:: The records ::

◇ ◇ ◇ ◇

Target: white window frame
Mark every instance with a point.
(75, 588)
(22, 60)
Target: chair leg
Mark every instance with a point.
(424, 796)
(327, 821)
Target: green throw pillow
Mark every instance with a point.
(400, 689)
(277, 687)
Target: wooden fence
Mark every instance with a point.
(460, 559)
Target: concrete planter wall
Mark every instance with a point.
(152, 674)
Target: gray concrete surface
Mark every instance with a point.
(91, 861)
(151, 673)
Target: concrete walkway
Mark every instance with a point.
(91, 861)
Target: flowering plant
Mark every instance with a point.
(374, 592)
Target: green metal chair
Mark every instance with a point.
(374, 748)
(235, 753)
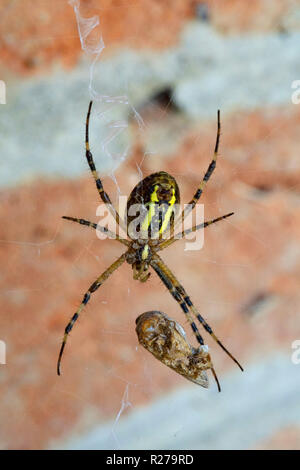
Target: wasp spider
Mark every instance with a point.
(157, 192)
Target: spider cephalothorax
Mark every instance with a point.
(151, 217)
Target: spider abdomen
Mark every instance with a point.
(152, 206)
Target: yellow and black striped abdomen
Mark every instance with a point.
(152, 206)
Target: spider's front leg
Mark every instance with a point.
(205, 179)
(99, 281)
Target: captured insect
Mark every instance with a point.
(157, 193)
(166, 340)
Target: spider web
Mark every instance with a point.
(114, 113)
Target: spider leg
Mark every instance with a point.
(206, 177)
(170, 285)
(99, 281)
(184, 299)
(164, 244)
(104, 196)
(111, 235)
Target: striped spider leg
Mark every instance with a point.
(181, 296)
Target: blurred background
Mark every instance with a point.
(165, 70)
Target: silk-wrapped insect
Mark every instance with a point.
(166, 340)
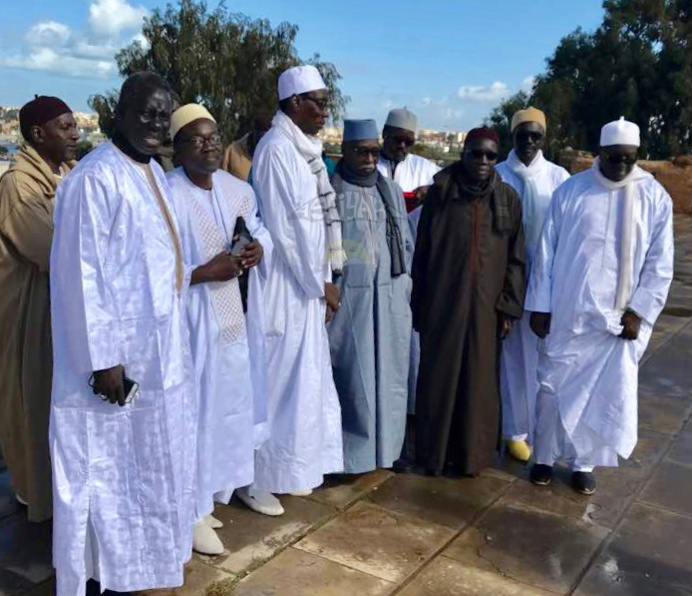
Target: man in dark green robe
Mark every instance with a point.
(468, 289)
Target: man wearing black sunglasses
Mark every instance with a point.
(370, 334)
(298, 207)
(468, 289)
(599, 281)
(124, 506)
(412, 173)
(208, 203)
(535, 179)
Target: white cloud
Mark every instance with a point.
(47, 59)
(111, 17)
(48, 33)
(53, 47)
(498, 90)
(527, 84)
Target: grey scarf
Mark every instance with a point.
(395, 235)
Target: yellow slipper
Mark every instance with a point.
(519, 450)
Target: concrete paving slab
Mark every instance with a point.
(25, 554)
(648, 556)
(377, 541)
(445, 501)
(446, 577)
(670, 488)
(681, 451)
(528, 546)
(616, 487)
(298, 573)
(251, 538)
(342, 490)
(200, 580)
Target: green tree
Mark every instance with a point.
(501, 118)
(637, 64)
(226, 61)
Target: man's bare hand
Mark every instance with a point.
(329, 316)
(221, 268)
(540, 323)
(420, 193)
(252, 255)
(507, 324)
(109, 383)
(631, 324)
(333, 296)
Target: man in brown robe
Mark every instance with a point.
(26, 231)
(468, 289)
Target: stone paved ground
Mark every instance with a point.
(496, 535)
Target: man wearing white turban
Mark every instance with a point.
(219, 226)
(535, 179)
(599, 281)
(298, 208)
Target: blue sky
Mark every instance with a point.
(449, 62)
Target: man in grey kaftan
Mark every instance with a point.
(370, 334)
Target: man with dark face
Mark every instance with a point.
(26, 230)
(468, 290)
(599, 281)
(123, 419)
(535, 179)
(298, 207)
(370, 334)
(238, 157)
(227, 347)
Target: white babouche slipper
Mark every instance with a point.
(301, 493)
(260, 501)
(205, 541)
(212, 522)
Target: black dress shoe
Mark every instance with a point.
(541, 474)
(403, 465)
(584, 482)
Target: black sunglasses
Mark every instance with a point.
(199, 142)
(363, 151)
(407, 141)
(480, 154)
(525, 135)
(617, 158)
(322, 104)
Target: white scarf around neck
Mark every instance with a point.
(625, 274)
(534, 206)
(310, 149)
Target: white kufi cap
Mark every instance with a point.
(402, 118)
(186, 114)
(620, 132)
(298, 80)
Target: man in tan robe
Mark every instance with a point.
(26, 231)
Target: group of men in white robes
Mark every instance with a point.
(599, 253)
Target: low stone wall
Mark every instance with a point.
(676, 176)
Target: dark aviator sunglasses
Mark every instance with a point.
(480, 154)
(616, 159)
(364, 151)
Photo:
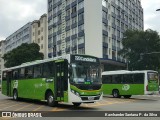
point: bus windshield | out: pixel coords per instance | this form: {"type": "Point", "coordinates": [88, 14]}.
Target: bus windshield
{"type": "Point", "coordinates": [152, 77]}
{"type": "Point", "coordinates": [85, 73]}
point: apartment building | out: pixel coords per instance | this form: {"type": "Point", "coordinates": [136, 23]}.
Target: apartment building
{"type": "Point", "coordinates": [39, 34]}
{"type": "Point", "coordinates": [93, 27]}
{"type": "Point", "coordinates": [22, 35]}
{"type": "Point", "coordinates": [2, 43]}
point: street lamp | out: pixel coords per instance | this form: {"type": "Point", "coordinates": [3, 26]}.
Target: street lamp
{"type": "Point", "coordinates": [158, 10]}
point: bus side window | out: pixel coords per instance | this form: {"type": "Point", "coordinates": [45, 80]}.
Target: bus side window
{"type": "Point", "coordinates": [21, 75]}
{"type": "Point", "coordinates": [4, 76]}
{"type": "Point", "coordinates": [48, 69]}
{"type": "Point", "coordinates": [37, 71]}
{"type": "Point", "coordinates": [15, 74]}
{"type": "Point", "coordinates": [106, 79]}
{"type": "Point", "coordinates": [128, 79]}
{"type": "Point", "coordinates": [29, 72]}
{"type": "Point", "coordinates": [139, 78]}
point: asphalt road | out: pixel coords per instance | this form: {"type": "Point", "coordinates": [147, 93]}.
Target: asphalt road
{"type": "Point", "coordinates": [135, 103]}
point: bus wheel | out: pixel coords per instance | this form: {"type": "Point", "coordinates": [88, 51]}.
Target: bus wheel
{"type": "Point", "coordinates": [115, 94]}
{"type": "Point", "coordinates": [50, 99]}
{"type": "Point", "coordinates": [76, 104]}
{"type": "Point", "coordinates": [127, 96]}
{"type": "Point", "coordinates": [15, 95]}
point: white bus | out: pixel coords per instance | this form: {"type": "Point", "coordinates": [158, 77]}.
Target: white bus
{"type": "Point", "coordinates": [127, 83]}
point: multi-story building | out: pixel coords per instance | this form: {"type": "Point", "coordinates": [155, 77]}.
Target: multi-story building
{"type": "Point", "coordinates": [2, 43]}
{"type": "Point", "coordinates": [22, 35]}
{"type": "Point", "coordinates": [39, 34]}
{"type": "Point", "coordinates": [93, 27]}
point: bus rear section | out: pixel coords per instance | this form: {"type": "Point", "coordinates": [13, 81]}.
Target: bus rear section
{"type": "Point", "coordinates": [70, 79]}
{"type": "Point", "coordinates": [151, 83]}
{"type": "Point", "coordinates": [128, 83]}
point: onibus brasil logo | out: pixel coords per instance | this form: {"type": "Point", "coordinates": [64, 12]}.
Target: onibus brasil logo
{"type": "Point", "coordinates": [125, 87]}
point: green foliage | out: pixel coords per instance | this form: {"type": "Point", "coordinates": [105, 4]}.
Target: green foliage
{"type": "Point", "coordinates": [141, 49]}
{"type": "Point", "coordinates": [21, 54]}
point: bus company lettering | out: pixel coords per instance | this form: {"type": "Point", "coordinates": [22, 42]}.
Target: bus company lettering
{"type": "Point", "coordinates": [125, 87]}
{"type": "Point", "coordinates": [80, 58]}
{"type": "Point", "coordinates": [15, 85]}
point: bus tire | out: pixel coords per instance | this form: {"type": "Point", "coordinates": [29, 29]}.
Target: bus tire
{"type": "Point", "coordinates": [127, 96]}
{"type": "Point", "coordinates": [76, 104]}
{"type": "Point", "coordinates": [15, 95]}
{"type": "Point", "coordinates": [51, 100]}
{"type": "Point", "coordinates": [115, 94]}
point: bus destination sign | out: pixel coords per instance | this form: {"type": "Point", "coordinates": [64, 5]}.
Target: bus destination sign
{"type": "Point", "coordinates": [85, 59]}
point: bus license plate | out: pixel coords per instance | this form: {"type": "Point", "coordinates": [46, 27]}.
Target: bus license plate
{"type": "Point", "coordinates": [90, 98]}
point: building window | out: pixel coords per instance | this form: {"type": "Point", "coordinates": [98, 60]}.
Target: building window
{"type": "Point", "coordinates": [105, 27]}
{"type": "Point", "coordinates": [81, 17]}
{"type": "Point", "coordinates": [80, 5]}
{"type": "Point", "coordinates": [41, 46]}
{"type": "Point", "coordinates": [81, 51]}
{"type": "Point", "coordinates": [74, 31]}
{"type": "Point", "coordinates": [80, 28]}
{"type": "Point", "coordinates": [74, 9]}
{"type": "Point", "coordinates": [68, 2]}
{"type": "Point", "coordinates": [104, 3]}
{"type": "Point", "coordinates": [68, 44]}
{"type": "Point", "coordinates": [74, 20]}
{"type": "Point", "coordinates": [104, 14]}
{"type": "Point", "coordinates": [74, 42]}
{"type": "Point", "coordinates": [38, 32]}
{"type": "Point", "coordinates": [42, 29]}
{"type": "Point", "coordinates": [68, 12]}
{"type": "Point", "coordinates": [105, 39]}
{"type": "Point", "coordinates": [41, 37]}
{"type": "Point", "coordinates": [105, 51]}
{"type": "Point", "coordinates": [68, 23]}
{"type": "Point", "coordinates": [80, 40]}
{"type": "Point", "coordinates": [68, 33]}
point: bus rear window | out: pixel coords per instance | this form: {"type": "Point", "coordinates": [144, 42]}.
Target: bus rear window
{"type": "Point", "coordinates": [152, 76]}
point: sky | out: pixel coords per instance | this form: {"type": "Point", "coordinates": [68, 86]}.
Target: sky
{"type": "Point", "coordinates": [16, 13]}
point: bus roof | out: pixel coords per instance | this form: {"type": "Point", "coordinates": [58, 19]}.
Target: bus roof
{"type": "Point", "coordinates": [67, 56]}
{"type": "Point", "coordinates": [125, 72]}
{"type": "Point", "coordinates": [37, 62]}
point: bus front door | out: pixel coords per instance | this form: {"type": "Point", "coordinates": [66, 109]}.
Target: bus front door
{"type": "Point", "coordinates": [8, 78]}
{"type": "Point", "coordinates": [61, 83]}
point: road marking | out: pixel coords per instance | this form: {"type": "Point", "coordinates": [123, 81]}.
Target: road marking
{"type": "Point", "coordinates": [11, 106]}
{"type": "Point", "coordinates": [54, 109]}
{"type": "Point", "coordinates": [6, 103]}
{"type": "Point", "coordinates": [24, 107]}
{"type": "Point", "coordinates": [38, 108]}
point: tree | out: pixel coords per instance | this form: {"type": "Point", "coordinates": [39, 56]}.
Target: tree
{"type": "Point", "coordinates": [24, 53]}
{"type": "Point", "coordinates": [141, 48]}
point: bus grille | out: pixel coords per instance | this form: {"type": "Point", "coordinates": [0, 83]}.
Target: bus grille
{"type": "Point", "coordinates": [87, 98]}
{"type": "Point", "coordinates": [89, 87]}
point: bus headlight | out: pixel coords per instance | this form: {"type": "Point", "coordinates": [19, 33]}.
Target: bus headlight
{"type": "Point", "coordinates": [77, 94]}
{"type": "Point", "coordinates": [74, 92]}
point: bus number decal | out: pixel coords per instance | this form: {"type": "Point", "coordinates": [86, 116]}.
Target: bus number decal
{"type": "Point", "coordinates": [15, 85]}
{"type": "Point", "coordinates": [125, 87]}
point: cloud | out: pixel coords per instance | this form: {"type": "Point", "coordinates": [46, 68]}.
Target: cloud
{"type": "Point", "coordinates": [151, 16]}
{"type": "Point", "coordinates": [16, 13]}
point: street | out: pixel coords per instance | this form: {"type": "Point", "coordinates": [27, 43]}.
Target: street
{"type": "Point", "coordinates": [135, 103]}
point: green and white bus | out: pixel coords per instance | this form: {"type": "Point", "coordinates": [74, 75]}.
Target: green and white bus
{"type": "Point", "coordinates": [70, 78]}
{"type": "Point", "coordinates": [127, 83]}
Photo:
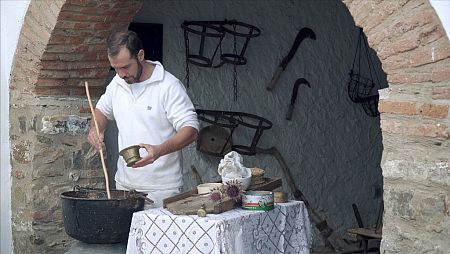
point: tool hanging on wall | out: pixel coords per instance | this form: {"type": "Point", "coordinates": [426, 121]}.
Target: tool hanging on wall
{"type": "Point", "coordinates": [210, 35]}
{"type": "Point", "coordinates": [361, 89]}
{"type": "Point", "coordinates": [216, 139]}
{"type": "Point", "coordinates": [297, 84]}
{"type": "Point", "coordinates": [301, 35]}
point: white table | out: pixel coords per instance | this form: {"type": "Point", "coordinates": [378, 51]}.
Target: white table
{"type": "Point", "coordinates": [286, 229]}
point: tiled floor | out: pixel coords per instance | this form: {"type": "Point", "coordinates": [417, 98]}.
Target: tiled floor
{"type": "Point", "coordinates": [85, 248]}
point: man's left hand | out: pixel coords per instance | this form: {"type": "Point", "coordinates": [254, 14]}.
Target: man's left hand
{"type": "Point", "coordinates": [152, 155]}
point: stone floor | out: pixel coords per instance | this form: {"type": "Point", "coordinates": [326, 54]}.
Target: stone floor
{"type": "Point", "coordinates": [85, 248]}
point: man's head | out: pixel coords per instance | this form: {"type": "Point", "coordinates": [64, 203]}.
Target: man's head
{"type": "Point", "coordinates": [126, 55]}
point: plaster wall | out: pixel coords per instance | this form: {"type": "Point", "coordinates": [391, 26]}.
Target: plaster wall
{"type": "Point", "coordinates": [178, 70]}
{"type": "Point", "coordinates": [331, 146]}
{"type": "Point", "coordinates": [12, 16]}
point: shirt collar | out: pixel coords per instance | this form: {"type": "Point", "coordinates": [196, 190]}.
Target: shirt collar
{"type": "Point", "coordinates": [157, 75]}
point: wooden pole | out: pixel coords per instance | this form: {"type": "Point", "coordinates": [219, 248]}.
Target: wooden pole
{"type": "Point", "coordinates": [105, 172]}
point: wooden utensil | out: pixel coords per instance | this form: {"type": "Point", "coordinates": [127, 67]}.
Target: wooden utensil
{"type": "Point", "coordinates": [105, 172]}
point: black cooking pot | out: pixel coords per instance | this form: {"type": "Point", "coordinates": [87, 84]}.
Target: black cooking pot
{"type": "Point", "coordinates": [89, 216]}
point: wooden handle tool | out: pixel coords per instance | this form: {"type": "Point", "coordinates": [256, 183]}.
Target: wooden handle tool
{"type": "Point", "coordinates": [105, 172]}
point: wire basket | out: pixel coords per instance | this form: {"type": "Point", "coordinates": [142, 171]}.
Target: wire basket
{"type": "Point", "coordinates": [359, 87]}
{"type": "Point", "coordinates": [370, 105]}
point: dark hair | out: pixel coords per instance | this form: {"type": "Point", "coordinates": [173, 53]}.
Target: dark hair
{"type": "Point", "coordinates": [129, 39]}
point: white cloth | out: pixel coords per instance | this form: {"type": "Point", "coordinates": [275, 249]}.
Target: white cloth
{"type": "Point", "coordinates": [151, 112]}
{"type": "Point", "coordinates": [231, 166]}
{"type": "Point", "coordinates": [286, 229]}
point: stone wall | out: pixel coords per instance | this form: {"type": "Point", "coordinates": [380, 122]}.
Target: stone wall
{"type": "Point", "coordinates": [332, 148]}
{"type": "Point", "coordinates": [415, 53]}
{"type": "Point", "coordinates": [58, 48]}
{"type": "Point", "coordinates": [62, 44]}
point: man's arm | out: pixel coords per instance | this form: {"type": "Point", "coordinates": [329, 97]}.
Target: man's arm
{"type": "Point", "coordinates": [182, 138]}
{"type": "Point", "coordinates": [97, 140]}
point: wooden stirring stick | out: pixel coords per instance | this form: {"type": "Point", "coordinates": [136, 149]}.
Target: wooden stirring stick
{"type": "Point", "coordinates": [105, 172]}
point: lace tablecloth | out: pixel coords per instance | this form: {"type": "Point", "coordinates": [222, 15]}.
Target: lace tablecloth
{"type": "Point", "coordinates": [286, 229]}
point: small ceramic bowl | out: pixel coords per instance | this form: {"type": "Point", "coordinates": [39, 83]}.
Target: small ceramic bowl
{"type": "Point", "coordinates": [208, 187]}
{"type": "Point", "coordinates": [131, 155]}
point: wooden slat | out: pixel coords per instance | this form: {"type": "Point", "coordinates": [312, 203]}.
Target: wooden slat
{"type": "Point", "coordinates": [189, 202]}
{"type": "Point", "coordinates": [365, 232]}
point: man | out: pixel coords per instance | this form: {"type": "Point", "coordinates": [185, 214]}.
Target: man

◇ ◇ ◇ ◇

:: Task item ::
In the listing above, find the line with "Target: sky" and the line with "point: road marking"; output exactly those lines and all lines between them.

:: Exercise output ::
Target: sky
{"type": "Point", "coordinates": [16, 13]}
point: bus roof | out: pixel coords per instance | this form: {"type": "Point", "coordinates": [58, 19]}.
Target: bus roof
{"type": "Point", "coordinates": [67, 56]}
{"type": "Point", "coordinates": [125, 72]}
{"type": "Point", "coordinates": [37, 62]}
point: bus front door | out: pixel coords per instance | this form: {"type": "Point", "coordinates": [66, 109]}.
Target: bus front door
{"type": "Point", "coordinates": [8, 78]}
{"type": "Point", "coordinates": [61, 83]}
point: road marking | out: pixel coords per instance | this form: {"type": "Point", "coordinates": [123, 81]}.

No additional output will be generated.